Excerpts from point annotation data
>>>>

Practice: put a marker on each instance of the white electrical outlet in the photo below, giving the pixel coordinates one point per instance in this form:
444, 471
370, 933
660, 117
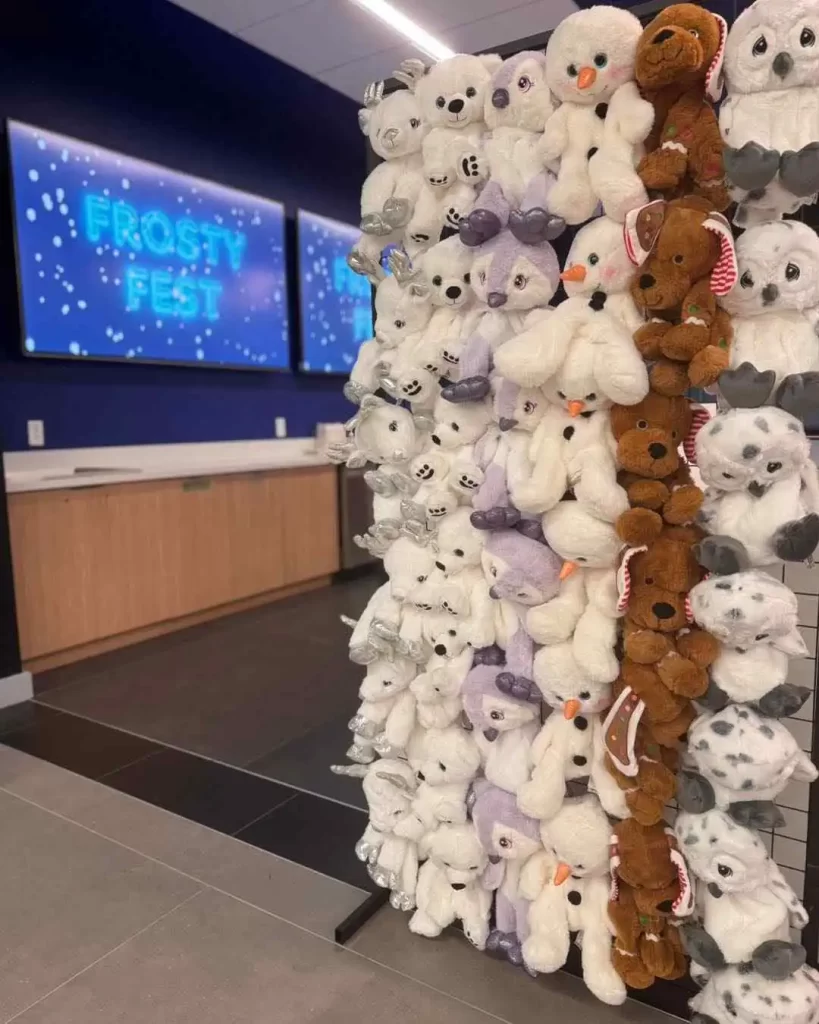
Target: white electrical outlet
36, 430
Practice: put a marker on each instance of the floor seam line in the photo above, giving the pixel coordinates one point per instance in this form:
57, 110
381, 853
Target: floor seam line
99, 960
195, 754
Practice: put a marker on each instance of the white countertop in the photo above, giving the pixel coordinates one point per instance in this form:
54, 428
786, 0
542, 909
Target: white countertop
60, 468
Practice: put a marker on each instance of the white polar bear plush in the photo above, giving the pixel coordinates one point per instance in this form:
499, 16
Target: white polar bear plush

<<<<

Exercise requirements: Starting at the line containing "Practice: put a marker on each instance of the white polar" and ending with the last line of the records, rewrite those lines with "plush" swapped for "toy" and everything else left the same.

Answer to the task:
Practice: put a marker on each instance of the white polar bear toy in the photo above, giving the pixel coordinates one point per instance in this form:
499, 16
Target: white polar bear toy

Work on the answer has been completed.